EXERCISE DIRECTIONS: Write out all of the items below word for word, leaving the pictures out.

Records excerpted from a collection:
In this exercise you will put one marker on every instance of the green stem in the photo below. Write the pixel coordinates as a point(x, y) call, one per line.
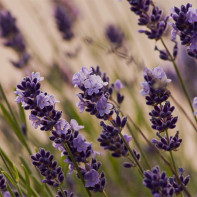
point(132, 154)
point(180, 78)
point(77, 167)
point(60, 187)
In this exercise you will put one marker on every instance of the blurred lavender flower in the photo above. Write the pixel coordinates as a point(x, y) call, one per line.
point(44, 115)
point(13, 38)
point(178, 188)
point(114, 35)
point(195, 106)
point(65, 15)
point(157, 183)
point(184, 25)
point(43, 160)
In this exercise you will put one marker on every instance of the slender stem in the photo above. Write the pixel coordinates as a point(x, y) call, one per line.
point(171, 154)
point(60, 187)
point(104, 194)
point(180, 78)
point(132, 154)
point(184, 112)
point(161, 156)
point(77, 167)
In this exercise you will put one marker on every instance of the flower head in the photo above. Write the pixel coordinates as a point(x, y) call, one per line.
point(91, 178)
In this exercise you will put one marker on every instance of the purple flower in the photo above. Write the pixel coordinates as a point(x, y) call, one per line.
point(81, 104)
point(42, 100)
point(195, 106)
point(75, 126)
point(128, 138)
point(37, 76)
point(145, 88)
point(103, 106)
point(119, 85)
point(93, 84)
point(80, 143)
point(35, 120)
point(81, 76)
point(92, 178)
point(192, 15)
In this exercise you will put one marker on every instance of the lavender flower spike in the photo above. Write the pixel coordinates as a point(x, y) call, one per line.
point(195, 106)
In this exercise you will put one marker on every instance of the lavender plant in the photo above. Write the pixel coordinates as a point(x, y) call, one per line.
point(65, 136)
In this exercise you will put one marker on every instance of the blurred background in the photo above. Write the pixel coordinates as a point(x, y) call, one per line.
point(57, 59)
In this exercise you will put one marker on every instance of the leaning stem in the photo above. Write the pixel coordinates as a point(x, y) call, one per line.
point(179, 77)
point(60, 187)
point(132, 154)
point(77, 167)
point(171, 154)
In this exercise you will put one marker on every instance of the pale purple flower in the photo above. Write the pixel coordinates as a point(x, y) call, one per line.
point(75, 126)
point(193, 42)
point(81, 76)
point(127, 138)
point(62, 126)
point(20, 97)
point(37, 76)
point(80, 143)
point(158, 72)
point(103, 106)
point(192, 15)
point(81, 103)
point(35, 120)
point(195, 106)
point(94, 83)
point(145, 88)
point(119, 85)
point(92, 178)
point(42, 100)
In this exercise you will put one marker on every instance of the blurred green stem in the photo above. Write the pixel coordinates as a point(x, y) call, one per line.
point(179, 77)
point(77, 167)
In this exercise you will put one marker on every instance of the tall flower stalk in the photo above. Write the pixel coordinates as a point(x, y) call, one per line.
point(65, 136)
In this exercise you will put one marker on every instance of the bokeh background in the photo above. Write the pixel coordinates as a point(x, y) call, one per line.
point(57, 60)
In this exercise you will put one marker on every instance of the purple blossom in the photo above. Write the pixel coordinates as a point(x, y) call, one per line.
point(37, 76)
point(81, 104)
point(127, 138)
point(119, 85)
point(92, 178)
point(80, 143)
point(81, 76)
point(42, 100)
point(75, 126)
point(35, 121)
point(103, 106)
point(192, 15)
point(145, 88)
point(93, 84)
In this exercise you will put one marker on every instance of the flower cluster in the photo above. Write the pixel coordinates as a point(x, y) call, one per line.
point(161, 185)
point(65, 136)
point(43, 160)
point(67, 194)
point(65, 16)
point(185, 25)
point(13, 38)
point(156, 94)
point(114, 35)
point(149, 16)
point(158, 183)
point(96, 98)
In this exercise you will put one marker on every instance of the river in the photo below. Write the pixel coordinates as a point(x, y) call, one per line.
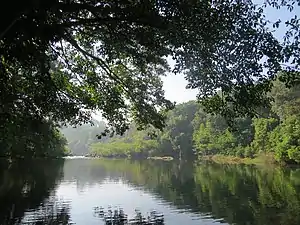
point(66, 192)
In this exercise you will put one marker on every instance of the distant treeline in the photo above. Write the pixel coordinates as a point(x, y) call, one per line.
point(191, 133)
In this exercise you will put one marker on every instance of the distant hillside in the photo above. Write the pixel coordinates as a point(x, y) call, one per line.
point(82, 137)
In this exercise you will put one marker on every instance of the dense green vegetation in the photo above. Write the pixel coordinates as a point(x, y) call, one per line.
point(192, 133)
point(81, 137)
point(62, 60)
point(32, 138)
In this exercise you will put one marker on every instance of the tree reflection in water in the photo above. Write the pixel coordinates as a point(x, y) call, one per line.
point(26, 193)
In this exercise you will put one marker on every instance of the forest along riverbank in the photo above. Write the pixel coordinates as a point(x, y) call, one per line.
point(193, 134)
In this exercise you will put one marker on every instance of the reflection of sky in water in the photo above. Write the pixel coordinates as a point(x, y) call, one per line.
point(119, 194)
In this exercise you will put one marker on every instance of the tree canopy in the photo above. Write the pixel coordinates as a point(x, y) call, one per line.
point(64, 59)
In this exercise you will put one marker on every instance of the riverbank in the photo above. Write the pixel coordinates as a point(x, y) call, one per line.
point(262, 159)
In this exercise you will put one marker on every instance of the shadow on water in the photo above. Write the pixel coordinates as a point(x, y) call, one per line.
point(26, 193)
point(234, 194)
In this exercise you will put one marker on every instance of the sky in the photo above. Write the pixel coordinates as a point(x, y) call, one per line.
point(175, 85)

FINISHED TASK:
In this exercise you will put one marker on every instance of the green stem in the photo below. Write the pixel coordinates as a point(x, y) call, one per line.
point(132, 154)
point(180, 78)
point(77, 167)
point(60, 187)
In this exercise you will put one marker on every instance of the blurred lavender flower in the photo above. Write the pixel coordinates as a point(x, y) call, one per line.
point(44, 115)
point(13, 38)
point(178, 188)
point(114, 35)
point(195, 106)
point(65, 15)
point(157, 183)
point(184, 25)
point(43, 160)
In this exercise you will put one marker on every instance of the slender stem in the photo above. Write the pixel coordinates as a point(x, y) call, one per line.
point(171, 154)
point(60, 187)
point(104, 194)
point(180, 78)
point(132, 154)
point(184, 112)
point(161, 156)
point(77, 167)
In this exercise you will put one marker on every instance of the flower head in the photo above. Write the pixel coordinates as a point(x, y) call, one per line.
point(91, 178)
In this exercise you will put one marker on every instance of the purple flower in the photo above. Write the pixel coordinates as a point(x, y) call, one per line.
point(81, 104)
point(42, 100)
point(195, 106)
point(75, 126)
point(128, 138)
point(37, 76)
point(145, 88)
point(103, 106)
point(119, 85)
point(93, 84)
point(80, 143)
point(35, 120)
point(81, 76)
point(92, 178)
point(192, 15)
In this exercise you will put one marker on every instance of the lavender flower spike in the photo above. Write the pixel coordinates as a point(x, y) call, one per line.
point(195, 106)
In this exercise you will put one marker on every instance of the lavender plant in the photo above. Write the pixel coordinates as a point(x, y) call, one per line.
point(65, 136)
In this exercise you will put one marker on every instance of the blurred background in the photo above. Write the pixel coordinates as a point(x, y) call, one per line.
point(57, 59)
In this exercise you will put one marker on every instance of the leaning stem in the photo above. Write the pixel coordinates as a point(x, y) call, one per line.
point(179, 77)
point(60, 187)
point(132, 154)
point(77, 167)
point(171, 154)
In this exercise you will put one marker on every instance of the pale purple flower in the photo above. Write the pixel coordinates as a point(x, y) call, one per line.
point(75, 126)
point(193, 42)
point(81, 76)
point(127, 138)
point(62, 126)
point(20, 97)
point(37, 76)
point(80, 143)
point(158, 72)
point(103, 106)
point(192, 15)
point(81, 103)
point(35, 120)
point(195, 106)
point(94, 83)
point(145, 88)
point(119, 85)
point(92, 178)
point(42, 100)
In this exercise you will put one marker on every instance of the blurred green stem in the photo above. Write the pixel coordinates as a point(x, y) call, one per line.
point(179, 77)
point(77, 167)
In this exercise you will put one marker on every instance of the tall flower stalk in the photo above. Write the pixel coordinates as a point(x, y) call, one per line.
point(65, 136)
In this exercise you will put one marker on every instance of the bokeh background in the photo above. Write the pixel coordinates as a point(x, y) call, one per line.
point(57, 60)
In this exercise you will put one marker on every instance of the purple blossom in the photo above. Write the pixel coordinates as a point(x, y) call, one per line.
point(37, 76)
point(81, 104)
point(127, 138)
point(119, 85)
point(92, 178)
point(80, 143)
point(81, 76)
point(42, 100)
point(75, 126)
point(35, 121)
point(103, 106)
point(192, 15)
point(145, 88)
point(93, 84)
In this exercise you will put one marker on every instance of the flower cluster in the photo above. Write the pixel coordinates as a point(x, y) call, one per line.
point(161, 185)
point(65, 136)
point(43, 160)
point(67, 194)
point(65, 16)
point(185, 25)
point(13, 38)
point(156, 94)
point(114, 35)
point(149, 16)
point(158, 183)
point(96, 98)
In this exercise you will put one marker on every instance of the river in the photo below. Write the pixel coordinates as a point(x, y) call, one per line.
point(66, 192)
In this exercise you will put one marker on every instance of the distant treeline in the photo above. Write the pixel coordinates as a point(x, y) call, one per line.
point(191, 133)
In this exercise you will put one marker on every instance of the distant hillside in the photo above. Write the pixel coordinates as a point(x, y) call, one per line.
point(82, 137)
In this exercise you will put one marker on every instance of the dense green vegetation in the photo above. Write the pixel coordinates as a point(x, y) call, one per line.
point(192, 133)
point(81, 137)
point(62, 60)
point(32, 138)
In this exercise you will put one marker on every instance of the tree reflection in water in the photo above. Write the pixel coordinates as a point(x, y) call, one per line.
point(26, 193)
In this exercise you will put one marker on every instance of the forest along riverbank in the photo above. Write the pixel coordinates as a point(x, y) call, one per line.
point(193, 134)
In this exercise you will put one marker on every instance of the reflection of sky in water in the photo above. Write the pixel coordinates as a point(x, y) call, one per line.
point(119, 194)
In this exercise you will put one marker on every instance of the tree canopy in the photo above. Write the pixel coordinates as a point(x, y) call, one per line.
point(64, 59)
In this exercise you will put one marker on every instance of the riverbank in the photo above. Write the pixel coordinates as a point(x, y) call, one per line.
point(262, 159)
In this exercise you will put one marker on every instance of the shadow on water in the photo above. Write the pixel coordinates as a point(x, y) call, one per line.
point(26, 193)
point(234, 194)
In this exercise you will put one marker on every instance of the sky in the photo above. Write the pixel coordinates as a point(x, y) call, one per line.
point(175, 85)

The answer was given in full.